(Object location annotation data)
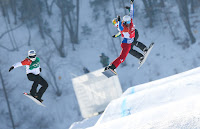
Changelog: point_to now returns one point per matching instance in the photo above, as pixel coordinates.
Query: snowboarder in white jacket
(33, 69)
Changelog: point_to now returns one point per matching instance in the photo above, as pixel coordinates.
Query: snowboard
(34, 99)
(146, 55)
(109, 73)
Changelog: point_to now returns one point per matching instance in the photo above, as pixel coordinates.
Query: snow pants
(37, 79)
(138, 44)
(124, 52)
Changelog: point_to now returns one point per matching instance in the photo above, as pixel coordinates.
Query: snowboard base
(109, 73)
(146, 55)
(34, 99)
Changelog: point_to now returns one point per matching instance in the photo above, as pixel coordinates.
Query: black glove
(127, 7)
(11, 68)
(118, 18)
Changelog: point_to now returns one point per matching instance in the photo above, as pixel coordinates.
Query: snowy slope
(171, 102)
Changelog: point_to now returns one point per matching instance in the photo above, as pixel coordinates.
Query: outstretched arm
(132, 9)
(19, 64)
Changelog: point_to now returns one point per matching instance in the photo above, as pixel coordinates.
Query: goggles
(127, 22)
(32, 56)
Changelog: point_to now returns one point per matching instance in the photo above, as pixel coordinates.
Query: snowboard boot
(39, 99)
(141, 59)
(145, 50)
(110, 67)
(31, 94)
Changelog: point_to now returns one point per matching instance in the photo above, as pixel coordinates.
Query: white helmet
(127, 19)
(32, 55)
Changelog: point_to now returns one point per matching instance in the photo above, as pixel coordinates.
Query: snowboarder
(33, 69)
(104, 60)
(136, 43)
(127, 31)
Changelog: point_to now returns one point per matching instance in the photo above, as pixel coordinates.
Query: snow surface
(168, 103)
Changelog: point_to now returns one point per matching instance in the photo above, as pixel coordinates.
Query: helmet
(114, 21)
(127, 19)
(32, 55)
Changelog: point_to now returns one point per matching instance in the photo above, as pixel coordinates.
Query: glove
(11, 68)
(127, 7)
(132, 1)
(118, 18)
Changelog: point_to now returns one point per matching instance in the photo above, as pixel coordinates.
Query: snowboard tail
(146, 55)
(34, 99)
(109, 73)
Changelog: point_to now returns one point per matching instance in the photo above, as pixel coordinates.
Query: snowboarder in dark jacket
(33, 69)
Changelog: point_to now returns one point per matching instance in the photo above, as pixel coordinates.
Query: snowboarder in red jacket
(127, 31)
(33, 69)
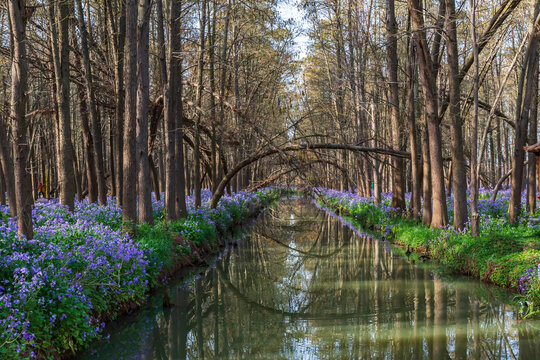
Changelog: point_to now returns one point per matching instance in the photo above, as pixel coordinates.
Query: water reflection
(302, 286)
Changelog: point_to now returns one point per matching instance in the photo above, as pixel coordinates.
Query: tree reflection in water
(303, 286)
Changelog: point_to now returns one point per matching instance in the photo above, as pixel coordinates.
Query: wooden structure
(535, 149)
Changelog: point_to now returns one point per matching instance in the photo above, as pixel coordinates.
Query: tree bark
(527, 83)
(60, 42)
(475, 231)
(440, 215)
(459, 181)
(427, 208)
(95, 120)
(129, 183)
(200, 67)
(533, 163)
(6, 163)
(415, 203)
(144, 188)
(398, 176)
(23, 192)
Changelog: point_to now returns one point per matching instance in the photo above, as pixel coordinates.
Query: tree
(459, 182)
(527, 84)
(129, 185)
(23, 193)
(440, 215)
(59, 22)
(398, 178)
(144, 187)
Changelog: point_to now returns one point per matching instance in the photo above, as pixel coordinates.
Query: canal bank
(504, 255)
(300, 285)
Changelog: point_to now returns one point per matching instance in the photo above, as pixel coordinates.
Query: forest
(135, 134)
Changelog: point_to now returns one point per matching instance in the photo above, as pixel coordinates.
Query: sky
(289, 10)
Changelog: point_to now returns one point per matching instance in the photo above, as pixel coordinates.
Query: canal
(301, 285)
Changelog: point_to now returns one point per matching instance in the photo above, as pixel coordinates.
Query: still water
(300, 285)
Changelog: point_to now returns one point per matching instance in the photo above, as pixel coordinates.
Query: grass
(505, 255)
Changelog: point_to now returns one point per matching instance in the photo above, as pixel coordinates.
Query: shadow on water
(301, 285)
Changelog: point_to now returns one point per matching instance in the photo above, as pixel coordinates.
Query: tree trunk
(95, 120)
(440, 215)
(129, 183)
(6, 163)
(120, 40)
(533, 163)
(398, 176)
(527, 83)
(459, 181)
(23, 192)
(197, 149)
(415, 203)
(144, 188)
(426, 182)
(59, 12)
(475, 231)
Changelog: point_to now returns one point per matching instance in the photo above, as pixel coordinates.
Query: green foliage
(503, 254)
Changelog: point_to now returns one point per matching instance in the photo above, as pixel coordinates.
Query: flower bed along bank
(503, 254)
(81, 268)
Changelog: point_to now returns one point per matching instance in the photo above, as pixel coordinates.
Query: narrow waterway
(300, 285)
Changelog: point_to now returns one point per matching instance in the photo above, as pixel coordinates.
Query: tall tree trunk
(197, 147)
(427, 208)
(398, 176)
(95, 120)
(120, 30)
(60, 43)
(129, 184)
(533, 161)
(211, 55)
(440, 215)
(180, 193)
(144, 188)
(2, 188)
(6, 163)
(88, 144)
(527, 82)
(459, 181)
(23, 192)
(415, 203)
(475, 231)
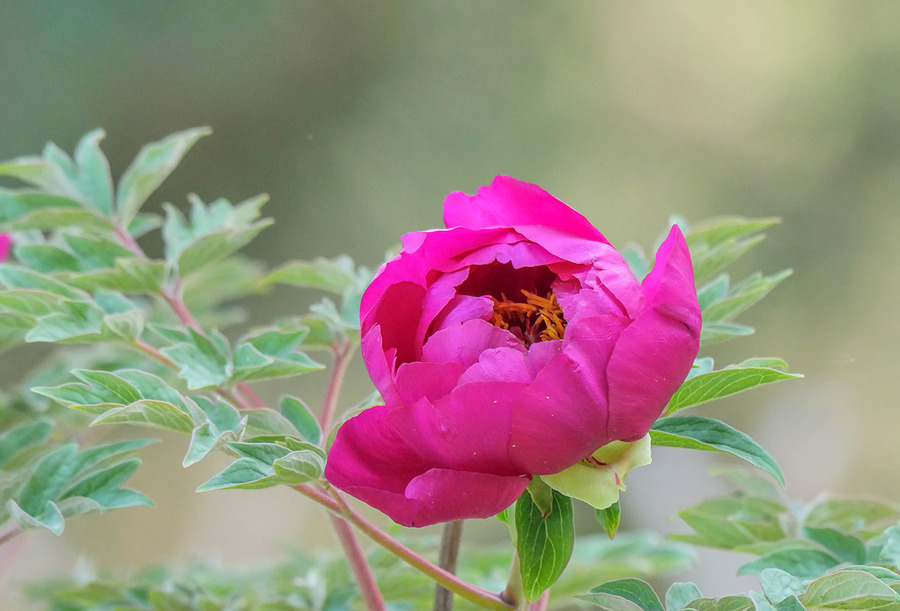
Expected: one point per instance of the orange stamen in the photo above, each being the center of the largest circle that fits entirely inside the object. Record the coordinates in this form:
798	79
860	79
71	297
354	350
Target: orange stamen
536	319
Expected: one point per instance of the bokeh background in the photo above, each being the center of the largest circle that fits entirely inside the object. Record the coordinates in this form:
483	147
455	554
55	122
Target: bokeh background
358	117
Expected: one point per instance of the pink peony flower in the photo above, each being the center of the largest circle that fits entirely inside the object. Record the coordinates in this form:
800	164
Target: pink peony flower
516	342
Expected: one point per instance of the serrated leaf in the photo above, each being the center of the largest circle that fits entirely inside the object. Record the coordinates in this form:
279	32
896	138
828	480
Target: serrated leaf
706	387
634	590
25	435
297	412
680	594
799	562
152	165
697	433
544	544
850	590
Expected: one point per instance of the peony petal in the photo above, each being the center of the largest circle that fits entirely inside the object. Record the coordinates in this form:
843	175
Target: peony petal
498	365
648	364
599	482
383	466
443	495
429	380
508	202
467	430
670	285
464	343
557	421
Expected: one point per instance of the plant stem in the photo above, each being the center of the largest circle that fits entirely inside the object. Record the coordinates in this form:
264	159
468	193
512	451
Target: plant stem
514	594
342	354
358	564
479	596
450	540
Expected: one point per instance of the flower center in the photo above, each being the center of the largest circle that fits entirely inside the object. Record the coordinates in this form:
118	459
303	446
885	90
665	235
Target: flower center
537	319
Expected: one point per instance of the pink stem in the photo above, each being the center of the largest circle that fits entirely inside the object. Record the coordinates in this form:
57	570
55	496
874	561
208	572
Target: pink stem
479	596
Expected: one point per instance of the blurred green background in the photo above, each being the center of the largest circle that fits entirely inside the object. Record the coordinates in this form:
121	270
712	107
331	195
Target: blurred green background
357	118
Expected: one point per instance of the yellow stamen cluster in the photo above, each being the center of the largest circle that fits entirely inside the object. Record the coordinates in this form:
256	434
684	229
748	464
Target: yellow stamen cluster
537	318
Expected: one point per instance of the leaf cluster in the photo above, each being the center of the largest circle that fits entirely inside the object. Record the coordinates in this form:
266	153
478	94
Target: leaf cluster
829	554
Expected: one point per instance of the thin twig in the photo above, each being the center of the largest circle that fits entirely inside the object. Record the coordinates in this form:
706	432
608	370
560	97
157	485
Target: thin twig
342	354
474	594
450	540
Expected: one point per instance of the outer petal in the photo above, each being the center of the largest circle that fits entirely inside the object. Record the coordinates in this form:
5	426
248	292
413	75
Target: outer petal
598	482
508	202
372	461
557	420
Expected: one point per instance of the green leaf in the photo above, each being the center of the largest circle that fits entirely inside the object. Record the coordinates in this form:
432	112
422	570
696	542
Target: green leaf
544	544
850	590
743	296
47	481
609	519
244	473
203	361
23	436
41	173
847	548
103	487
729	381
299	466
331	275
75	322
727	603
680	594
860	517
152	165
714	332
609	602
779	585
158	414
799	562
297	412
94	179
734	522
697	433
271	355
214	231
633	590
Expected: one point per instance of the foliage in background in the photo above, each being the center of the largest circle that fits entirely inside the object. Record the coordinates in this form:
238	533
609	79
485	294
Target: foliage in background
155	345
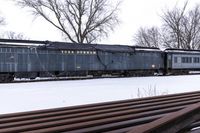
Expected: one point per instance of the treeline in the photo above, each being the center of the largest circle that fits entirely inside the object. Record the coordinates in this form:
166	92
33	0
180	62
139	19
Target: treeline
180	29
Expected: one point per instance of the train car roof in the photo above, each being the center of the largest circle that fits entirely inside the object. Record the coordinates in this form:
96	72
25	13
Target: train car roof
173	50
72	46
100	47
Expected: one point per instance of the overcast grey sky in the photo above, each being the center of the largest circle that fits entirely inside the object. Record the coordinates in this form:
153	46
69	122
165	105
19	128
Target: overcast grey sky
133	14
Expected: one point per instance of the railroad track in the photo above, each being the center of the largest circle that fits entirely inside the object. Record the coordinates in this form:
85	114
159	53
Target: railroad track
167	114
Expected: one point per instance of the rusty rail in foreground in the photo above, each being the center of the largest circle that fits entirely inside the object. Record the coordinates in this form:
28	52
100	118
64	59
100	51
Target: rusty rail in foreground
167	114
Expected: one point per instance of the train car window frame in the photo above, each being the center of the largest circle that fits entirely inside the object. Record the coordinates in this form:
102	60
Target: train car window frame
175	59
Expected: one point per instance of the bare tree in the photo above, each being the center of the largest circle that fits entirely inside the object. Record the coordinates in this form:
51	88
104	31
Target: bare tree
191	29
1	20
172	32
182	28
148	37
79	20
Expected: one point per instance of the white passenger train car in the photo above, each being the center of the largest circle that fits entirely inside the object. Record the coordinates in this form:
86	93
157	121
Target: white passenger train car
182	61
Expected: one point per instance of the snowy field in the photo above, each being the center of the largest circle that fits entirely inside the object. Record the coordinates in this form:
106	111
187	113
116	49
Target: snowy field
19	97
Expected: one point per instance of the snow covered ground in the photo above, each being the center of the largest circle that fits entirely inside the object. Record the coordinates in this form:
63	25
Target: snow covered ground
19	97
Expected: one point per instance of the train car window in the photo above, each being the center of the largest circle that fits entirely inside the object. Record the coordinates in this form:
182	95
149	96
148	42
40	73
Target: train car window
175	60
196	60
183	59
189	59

* * *

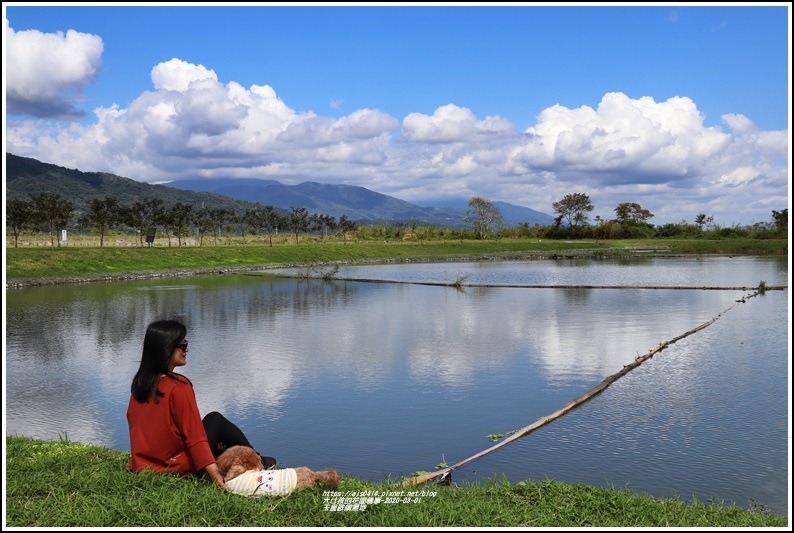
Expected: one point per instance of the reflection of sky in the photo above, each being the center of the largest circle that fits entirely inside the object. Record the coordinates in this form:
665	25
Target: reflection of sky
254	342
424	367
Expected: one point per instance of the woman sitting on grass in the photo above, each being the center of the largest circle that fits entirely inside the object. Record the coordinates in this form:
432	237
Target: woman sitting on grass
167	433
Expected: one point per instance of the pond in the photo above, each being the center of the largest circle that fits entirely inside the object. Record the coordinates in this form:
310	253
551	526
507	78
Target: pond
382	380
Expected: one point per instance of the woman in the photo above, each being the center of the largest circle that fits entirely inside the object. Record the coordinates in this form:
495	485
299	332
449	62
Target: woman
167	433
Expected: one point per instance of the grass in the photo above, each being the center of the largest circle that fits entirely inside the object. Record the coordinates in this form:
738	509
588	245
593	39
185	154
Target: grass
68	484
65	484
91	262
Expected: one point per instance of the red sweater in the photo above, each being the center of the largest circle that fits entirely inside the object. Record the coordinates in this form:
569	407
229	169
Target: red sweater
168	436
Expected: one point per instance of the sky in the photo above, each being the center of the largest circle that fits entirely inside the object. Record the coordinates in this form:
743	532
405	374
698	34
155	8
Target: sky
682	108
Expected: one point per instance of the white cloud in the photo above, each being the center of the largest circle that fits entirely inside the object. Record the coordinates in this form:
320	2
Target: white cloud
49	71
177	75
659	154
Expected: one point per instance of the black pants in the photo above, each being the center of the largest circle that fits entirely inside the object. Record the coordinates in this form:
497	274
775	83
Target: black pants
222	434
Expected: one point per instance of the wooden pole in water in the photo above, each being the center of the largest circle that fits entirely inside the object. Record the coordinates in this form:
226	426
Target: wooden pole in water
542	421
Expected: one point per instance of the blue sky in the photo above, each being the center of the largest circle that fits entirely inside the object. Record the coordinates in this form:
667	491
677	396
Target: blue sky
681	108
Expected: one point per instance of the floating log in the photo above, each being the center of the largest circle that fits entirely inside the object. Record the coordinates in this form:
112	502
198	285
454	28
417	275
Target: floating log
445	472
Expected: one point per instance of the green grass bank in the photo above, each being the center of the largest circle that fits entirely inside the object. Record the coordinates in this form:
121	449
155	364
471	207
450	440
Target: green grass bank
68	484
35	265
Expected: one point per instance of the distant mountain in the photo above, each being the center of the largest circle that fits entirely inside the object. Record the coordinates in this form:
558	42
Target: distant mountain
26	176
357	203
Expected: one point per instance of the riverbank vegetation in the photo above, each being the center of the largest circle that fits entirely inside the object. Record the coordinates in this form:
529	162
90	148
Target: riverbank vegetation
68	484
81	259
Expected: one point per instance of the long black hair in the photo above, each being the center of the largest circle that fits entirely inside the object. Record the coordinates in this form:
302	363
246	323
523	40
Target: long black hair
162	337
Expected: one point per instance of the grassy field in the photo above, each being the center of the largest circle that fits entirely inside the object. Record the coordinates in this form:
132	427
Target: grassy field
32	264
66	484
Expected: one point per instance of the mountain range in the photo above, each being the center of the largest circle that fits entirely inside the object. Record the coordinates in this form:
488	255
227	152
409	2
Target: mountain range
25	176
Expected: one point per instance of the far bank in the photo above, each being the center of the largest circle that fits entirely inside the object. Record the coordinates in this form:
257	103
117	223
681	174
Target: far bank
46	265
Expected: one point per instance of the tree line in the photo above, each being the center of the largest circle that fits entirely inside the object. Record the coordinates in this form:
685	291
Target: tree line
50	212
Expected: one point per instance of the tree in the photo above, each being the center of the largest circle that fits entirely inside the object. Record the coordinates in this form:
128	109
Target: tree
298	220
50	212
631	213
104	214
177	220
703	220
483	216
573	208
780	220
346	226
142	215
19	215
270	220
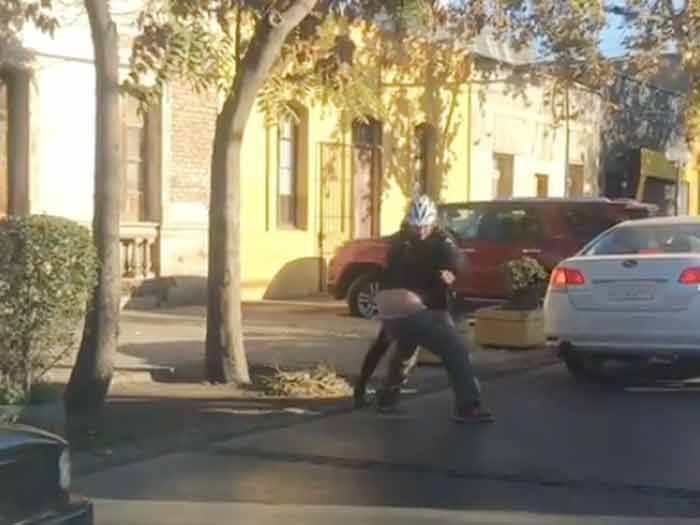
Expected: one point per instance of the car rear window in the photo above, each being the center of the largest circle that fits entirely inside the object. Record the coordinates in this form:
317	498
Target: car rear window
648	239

--

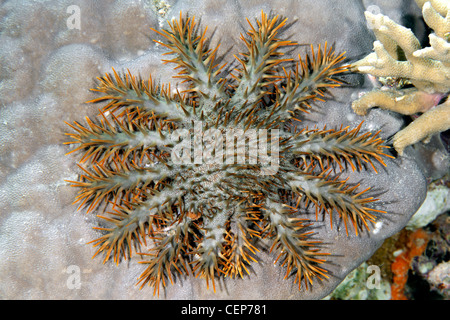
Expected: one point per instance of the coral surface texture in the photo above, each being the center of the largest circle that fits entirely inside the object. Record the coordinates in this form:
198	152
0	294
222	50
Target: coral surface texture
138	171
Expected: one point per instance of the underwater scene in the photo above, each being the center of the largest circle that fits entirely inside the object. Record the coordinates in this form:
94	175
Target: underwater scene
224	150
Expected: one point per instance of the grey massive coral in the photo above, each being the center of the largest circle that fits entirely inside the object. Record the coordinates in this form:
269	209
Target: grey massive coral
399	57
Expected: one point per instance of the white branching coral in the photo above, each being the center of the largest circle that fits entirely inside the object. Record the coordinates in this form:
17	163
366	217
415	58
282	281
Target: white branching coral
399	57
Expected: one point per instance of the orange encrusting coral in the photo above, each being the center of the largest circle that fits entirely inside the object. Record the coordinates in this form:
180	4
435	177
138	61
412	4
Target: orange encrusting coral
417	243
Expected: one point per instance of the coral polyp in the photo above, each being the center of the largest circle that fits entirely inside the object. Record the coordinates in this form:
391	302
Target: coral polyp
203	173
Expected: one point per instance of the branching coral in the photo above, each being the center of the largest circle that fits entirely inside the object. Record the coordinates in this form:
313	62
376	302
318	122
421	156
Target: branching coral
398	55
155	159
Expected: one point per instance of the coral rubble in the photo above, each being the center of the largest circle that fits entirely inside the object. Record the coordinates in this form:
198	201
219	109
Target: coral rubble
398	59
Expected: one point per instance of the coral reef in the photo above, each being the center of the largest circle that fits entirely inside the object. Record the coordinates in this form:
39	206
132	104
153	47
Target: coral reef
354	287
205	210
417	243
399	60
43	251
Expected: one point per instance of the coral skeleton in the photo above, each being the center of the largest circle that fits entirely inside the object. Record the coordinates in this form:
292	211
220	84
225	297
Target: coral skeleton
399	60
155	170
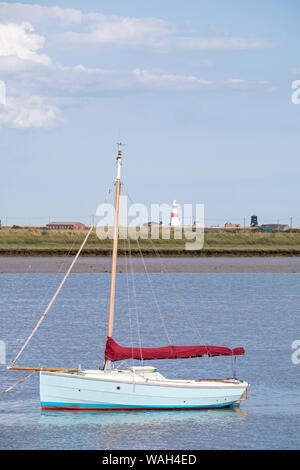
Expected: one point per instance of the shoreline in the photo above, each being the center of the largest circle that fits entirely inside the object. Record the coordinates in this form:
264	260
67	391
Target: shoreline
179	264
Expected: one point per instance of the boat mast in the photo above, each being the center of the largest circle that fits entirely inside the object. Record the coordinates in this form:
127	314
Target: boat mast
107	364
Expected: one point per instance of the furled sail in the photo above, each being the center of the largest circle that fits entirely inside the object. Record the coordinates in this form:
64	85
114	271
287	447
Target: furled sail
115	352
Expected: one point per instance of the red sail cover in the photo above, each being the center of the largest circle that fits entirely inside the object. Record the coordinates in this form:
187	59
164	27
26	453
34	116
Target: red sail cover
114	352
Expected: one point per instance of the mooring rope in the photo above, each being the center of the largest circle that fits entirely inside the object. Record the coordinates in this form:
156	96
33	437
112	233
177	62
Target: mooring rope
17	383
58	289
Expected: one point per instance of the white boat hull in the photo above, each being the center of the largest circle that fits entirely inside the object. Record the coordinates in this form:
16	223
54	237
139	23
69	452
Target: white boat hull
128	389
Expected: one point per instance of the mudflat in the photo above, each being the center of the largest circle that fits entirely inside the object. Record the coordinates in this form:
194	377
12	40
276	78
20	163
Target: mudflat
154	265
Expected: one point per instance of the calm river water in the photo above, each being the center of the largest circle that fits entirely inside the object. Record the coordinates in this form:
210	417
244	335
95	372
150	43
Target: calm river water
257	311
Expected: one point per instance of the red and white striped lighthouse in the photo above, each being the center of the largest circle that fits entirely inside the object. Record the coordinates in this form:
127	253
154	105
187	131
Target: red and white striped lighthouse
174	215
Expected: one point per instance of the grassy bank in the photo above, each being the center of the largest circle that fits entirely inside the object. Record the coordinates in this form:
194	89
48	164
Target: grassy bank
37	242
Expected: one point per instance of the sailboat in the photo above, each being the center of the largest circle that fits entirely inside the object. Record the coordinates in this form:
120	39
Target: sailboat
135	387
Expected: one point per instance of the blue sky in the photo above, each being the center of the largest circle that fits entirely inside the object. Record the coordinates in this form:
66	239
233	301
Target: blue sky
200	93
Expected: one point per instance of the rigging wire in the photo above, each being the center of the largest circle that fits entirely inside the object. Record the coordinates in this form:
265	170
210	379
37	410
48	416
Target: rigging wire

## [WHAT YOU NEED TO DO]
Return each line of the rows above that contains the string "field".

## [PROBLEM SOLUTION]
Expected: one point per instance of the snowy field in the photo above, each being the center of the largest circle that fits entirely inside the object. Record the coordinates in this form:
Target: snowy field
Expected: one point per instance of the grassy field in the photo above, each being the center of the largest circle that fits entirely inside the object. Record the coordinates in this form:
Target: grassy field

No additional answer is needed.